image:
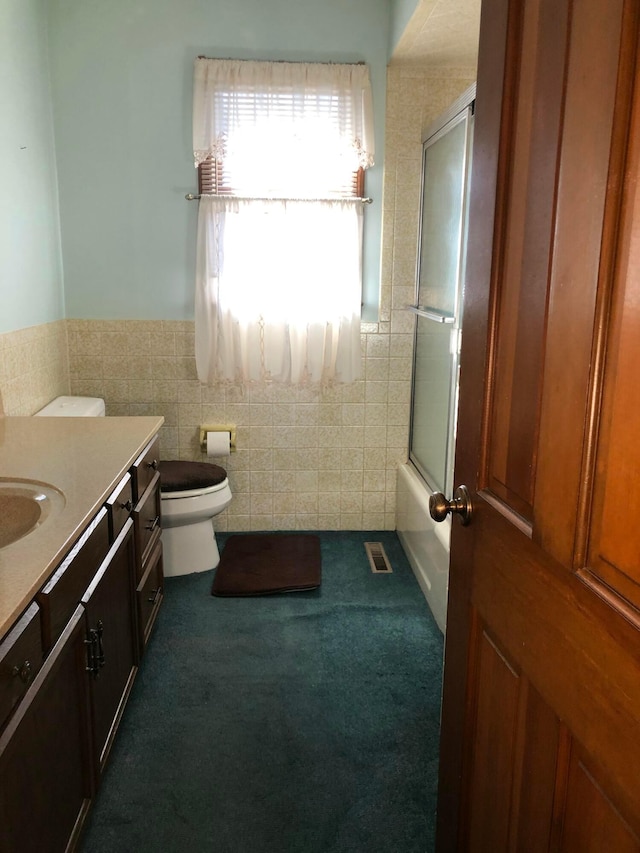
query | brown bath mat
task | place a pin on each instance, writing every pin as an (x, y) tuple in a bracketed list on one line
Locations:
[(266, 563)]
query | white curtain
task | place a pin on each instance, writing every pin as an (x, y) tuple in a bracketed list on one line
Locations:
[(260, 315), (278, 280)]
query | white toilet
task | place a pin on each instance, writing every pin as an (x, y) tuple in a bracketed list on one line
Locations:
[(192, 494), (73, 407)]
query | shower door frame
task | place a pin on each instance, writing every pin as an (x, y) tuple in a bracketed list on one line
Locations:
[(462, 110)]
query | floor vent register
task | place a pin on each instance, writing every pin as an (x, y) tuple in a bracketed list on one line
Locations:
[(377, 558)]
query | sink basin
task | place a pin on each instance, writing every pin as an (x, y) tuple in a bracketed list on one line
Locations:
[(24, 506)]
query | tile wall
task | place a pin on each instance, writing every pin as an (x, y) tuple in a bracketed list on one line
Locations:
[(34, 367)]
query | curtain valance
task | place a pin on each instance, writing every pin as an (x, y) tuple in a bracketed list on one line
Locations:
[(224, 98)]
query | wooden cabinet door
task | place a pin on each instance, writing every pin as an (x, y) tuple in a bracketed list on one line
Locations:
[(45, 753), (540, 744), (112, 629)]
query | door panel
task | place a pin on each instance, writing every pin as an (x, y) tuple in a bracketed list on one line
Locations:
[(528, 226), (540, 744)]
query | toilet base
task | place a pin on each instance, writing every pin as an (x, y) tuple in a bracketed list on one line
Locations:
[(190, 548)]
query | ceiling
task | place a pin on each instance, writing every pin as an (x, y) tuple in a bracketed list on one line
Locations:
[(441, 33)]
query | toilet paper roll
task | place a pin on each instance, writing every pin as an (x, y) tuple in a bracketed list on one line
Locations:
[(218, 443)]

* **PROBLEM STATEMENT**
Return all of the data exactly as written, and drop the pictures.

* **THE SOLUTION**
image:
query | brown bath mat
task | place a pin on each instance, writing every pin as an (x, y) tuple in a bracketed list on one line
Locations:
[(266, 563)]
query | white curtain
task | place a pin on each instance, writing every pin as an (x, y) tuple in a bracketed list on one line
Locations:
[(260, 315), (278, 280)]
query | white toilet
task | place a pin on each instance, writing every pin as an (x, y) tuple in a bracketed list on one line
Locations:
[(192, 494), (73, 407)]
query | shower door frame
task | place a pin on each instance, writing every pin as an (x, y) tuple in a bracketed list on one line
Locations:
[(462, 110)]
query | floor vent register
task | place a pin on each instance, writing every pin as an (x, y) tuple in a bracketed list on one line
Locations:
[(377, 558)]
query | sink basin
task | place a pin on each instance, writing every pin as an (x, y) tuple in a bracketed list on one line
Locations:
[(24, 506)]
query | tile wall
task | place a pin on each instance, writing every pin as an (x, y) tuple in a bracketed list on one line
Locations:
[(34, 367)]
query | curtain valance
task | place a pin on each instance, writing every pin as an (x, y) tuple in a bracketed list on one line
Locations:
[(224, 98)]
query | wooden cabinet door
task | place a pin on each instance, writing every pin as an (x, y) tuple in a bracketed list on one line
Locations:
[(45, 753), (540, 744), (112, 629)]
query | door panel
task | place a pin on each instance, writing every pin as an (x, y) tuple in a bracketed list on one line
Locations:
[(528, 226), (540, 744)]
query | toilet base
task | place a pin on each instance, writing every pin as an (x, y) tuple in a bracketed list on one line
Locations:
[(190, 548)]
query | ceiling
task | place a pin on each instance, writing every pin as an (x, y) tuple in a bracketed list on one line
Locations:
[(441, 33)]
query | toilet paper roll
task | place a pin on each instance, writing every pin as an (x, y) tuple in a bracketed list on one line
Locations:
[(218, 443)]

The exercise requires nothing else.